■ **WRITTEN PROBLEM**: Give back exactly the lines that run from the line containing "Task: annotation of the dark" through the end of the listing below. Leave out every other line.

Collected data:
======

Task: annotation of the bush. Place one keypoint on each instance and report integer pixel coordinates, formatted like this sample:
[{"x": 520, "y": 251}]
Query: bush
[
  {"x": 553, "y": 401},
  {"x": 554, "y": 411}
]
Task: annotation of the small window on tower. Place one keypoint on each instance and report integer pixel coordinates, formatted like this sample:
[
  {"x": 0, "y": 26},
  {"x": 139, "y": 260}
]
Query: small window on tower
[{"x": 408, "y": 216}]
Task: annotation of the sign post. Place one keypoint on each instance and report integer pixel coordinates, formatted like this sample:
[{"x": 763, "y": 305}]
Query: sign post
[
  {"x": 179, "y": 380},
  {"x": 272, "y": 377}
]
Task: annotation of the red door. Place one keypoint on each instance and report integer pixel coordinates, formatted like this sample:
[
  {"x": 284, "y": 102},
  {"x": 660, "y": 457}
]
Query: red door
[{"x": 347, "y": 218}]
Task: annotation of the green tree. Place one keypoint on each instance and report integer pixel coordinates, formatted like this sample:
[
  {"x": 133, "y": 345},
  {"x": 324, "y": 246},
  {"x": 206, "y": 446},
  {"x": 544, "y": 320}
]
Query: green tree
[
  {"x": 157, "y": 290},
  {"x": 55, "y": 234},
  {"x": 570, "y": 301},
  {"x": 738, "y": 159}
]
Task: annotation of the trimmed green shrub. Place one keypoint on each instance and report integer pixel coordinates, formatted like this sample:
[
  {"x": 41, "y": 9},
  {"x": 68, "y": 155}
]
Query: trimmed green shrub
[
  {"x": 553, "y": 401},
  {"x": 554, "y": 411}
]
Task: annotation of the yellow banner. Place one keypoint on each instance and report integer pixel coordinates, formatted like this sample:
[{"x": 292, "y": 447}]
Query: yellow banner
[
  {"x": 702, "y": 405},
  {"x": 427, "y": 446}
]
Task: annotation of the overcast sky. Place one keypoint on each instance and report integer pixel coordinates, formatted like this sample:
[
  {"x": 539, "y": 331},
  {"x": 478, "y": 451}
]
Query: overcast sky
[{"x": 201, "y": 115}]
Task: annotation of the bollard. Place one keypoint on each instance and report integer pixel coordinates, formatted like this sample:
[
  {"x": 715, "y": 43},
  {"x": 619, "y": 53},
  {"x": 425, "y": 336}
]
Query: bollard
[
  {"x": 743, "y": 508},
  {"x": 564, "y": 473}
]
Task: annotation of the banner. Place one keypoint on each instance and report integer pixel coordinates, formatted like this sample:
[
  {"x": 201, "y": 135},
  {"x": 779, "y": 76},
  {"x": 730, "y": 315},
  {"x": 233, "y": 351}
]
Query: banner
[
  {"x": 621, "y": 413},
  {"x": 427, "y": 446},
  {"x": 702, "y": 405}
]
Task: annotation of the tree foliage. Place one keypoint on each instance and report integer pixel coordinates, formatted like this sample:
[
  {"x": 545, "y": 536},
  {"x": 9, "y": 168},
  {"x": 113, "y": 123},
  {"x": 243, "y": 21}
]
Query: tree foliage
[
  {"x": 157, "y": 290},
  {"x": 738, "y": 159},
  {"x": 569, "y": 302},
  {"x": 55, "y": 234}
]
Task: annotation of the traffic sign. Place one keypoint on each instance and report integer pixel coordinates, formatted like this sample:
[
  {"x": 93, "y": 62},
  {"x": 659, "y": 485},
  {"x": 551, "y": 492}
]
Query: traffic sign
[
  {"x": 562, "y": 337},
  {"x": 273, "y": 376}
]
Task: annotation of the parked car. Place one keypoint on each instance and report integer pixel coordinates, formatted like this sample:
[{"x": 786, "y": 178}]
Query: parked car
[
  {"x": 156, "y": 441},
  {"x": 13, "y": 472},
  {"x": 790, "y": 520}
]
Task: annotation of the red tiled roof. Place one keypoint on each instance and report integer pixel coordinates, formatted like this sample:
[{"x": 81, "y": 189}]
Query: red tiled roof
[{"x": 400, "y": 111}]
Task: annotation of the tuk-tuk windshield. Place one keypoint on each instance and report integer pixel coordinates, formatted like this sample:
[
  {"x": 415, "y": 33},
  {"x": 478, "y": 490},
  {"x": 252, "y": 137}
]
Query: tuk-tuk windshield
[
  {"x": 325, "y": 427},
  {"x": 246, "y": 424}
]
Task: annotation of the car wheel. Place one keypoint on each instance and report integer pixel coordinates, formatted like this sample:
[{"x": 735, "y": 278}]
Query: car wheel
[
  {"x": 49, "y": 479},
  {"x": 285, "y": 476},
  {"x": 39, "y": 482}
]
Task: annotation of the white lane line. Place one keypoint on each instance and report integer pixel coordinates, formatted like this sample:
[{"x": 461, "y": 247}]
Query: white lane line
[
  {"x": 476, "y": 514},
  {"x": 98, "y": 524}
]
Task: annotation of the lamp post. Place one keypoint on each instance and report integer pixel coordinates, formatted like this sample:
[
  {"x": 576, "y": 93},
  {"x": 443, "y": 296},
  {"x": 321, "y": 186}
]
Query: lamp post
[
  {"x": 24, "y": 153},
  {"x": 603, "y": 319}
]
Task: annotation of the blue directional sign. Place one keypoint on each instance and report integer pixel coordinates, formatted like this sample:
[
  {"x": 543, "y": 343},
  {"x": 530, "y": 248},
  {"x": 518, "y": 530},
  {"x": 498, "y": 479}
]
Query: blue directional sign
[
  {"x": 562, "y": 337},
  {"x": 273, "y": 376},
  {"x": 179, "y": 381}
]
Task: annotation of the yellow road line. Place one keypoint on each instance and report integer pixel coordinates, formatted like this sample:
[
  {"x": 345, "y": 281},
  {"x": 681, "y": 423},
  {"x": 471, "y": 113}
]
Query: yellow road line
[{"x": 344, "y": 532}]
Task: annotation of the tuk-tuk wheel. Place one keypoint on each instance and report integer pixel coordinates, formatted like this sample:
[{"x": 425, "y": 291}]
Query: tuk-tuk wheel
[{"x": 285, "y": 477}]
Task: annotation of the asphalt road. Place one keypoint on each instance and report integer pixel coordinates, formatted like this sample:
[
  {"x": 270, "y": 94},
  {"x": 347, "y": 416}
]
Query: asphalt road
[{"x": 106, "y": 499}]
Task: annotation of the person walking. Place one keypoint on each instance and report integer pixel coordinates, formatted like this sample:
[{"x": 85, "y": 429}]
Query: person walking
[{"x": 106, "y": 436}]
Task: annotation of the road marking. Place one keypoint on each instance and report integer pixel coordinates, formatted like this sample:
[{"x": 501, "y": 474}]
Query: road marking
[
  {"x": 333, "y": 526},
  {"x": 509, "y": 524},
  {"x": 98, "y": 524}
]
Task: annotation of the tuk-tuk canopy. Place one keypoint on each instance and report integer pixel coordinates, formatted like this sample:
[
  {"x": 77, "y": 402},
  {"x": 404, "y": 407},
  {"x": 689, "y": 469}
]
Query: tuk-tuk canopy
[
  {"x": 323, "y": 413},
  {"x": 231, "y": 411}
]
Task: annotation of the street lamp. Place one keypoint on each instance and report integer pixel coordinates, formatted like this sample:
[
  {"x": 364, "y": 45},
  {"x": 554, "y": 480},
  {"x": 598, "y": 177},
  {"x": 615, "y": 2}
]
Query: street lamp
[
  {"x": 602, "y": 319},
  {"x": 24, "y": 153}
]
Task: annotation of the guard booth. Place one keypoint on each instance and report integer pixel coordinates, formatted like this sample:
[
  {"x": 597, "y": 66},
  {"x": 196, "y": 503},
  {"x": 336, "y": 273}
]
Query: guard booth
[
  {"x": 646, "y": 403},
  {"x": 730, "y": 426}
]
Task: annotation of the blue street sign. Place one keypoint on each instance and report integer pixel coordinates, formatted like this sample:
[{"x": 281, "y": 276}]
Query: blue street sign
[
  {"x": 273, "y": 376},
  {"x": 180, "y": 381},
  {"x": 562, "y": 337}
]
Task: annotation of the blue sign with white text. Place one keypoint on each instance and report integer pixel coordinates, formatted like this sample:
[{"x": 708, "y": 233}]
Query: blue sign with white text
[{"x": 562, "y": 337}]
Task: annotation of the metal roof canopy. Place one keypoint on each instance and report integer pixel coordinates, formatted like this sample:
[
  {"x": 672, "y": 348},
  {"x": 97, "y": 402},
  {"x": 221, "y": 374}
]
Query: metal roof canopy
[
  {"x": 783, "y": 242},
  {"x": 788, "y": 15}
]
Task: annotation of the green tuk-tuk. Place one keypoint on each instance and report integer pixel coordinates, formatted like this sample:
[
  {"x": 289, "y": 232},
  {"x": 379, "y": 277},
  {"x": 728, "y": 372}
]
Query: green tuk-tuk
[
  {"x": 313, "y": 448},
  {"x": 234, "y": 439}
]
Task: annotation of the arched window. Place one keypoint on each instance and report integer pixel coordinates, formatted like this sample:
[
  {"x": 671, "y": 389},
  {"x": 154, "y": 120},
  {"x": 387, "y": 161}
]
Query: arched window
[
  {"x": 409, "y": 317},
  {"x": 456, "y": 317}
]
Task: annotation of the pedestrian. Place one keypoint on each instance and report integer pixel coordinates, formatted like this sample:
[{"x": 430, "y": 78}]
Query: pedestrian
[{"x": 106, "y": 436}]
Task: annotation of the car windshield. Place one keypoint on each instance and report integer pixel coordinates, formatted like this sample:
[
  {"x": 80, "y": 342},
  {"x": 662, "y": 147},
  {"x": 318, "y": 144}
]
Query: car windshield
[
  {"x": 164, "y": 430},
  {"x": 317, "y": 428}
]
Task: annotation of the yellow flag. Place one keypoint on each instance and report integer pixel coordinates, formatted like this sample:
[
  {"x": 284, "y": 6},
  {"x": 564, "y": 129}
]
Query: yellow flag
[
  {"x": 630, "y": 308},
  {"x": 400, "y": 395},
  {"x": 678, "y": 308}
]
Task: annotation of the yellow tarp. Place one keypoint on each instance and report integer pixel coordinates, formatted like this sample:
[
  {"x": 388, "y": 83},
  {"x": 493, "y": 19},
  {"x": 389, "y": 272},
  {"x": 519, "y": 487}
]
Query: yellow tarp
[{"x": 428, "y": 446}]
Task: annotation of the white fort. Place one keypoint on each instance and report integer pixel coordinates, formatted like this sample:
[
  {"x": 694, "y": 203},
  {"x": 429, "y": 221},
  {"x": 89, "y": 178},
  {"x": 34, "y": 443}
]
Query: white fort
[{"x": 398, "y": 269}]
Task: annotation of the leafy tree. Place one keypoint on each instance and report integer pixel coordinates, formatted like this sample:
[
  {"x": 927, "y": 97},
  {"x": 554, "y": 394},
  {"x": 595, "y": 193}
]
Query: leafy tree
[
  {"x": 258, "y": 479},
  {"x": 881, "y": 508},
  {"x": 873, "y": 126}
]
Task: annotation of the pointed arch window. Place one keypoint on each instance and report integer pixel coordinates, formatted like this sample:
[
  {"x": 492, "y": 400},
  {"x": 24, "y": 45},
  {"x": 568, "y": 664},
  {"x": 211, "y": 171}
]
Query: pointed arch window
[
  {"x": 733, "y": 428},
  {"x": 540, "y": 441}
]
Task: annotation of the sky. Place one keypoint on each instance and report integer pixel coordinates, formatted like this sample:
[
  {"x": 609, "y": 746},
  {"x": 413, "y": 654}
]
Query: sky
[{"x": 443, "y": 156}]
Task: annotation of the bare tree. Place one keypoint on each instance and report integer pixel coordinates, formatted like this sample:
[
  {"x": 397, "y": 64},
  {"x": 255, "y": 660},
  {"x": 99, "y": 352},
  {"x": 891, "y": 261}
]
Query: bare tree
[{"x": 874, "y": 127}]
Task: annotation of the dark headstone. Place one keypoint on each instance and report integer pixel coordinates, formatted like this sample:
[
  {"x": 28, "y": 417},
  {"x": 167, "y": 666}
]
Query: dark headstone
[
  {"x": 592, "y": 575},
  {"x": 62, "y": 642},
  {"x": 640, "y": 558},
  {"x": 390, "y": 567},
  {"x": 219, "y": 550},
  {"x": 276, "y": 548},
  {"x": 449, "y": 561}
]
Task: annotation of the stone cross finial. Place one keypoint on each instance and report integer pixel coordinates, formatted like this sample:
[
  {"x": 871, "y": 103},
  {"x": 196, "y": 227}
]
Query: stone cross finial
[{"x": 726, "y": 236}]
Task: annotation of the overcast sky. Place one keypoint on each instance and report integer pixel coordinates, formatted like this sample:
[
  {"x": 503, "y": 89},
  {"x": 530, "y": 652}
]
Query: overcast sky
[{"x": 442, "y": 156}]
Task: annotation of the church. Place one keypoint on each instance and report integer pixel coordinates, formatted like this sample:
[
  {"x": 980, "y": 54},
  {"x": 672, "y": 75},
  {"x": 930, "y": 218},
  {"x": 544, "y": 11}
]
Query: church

======

■ **REPLY TO THE TASK**:
Task: annotation of the dark headstone. Place one keypoint on each instance and report integer pixel coordinates, formatted like this sample:
[
  {"x": 28, "y": 417},
  {"x": 167, "y": 666}
]
Query: dark headstone
[
  {"x": 592, "y": 575},
  {"x": 62, "y": 642},
  {"x": 640, "y": 558},
  {"x": 390, "y": 567},
  {"x": 219, "y": 550},
  {"x": 276, "y": 548},
  {"x": 449, "y": 561}
]
Task: annotation of the stone cross finial. Place one keypoint on each instance and report integer pixel coordinates, formatted like this sample:
[
  {"x": 871, "y": 103},
  {"x": 196, "y": 227}
]
Query: stone cross finial
[{"x": 726, "y": 236}]
Task: annotation of the overcast sky. Place one keypoint on each instance and report integer pixel coordinates, formatted like this sample:
[
  {"x": 503, "y": 89},
  {"x": 530, "y": 652}
]
Query: overcast sky
[{"x": 442, "y": 156}]
Task: annotation of the church. Place one keypoint on each instance and report integer pixel coordinates, formatted like this sample:
[
  {"x": 980, "y": 54},
  {"x": 672, "y": 75},
  {"x": 930, "y": 218},
  {"x": 544, "y": 11}
]
Query: church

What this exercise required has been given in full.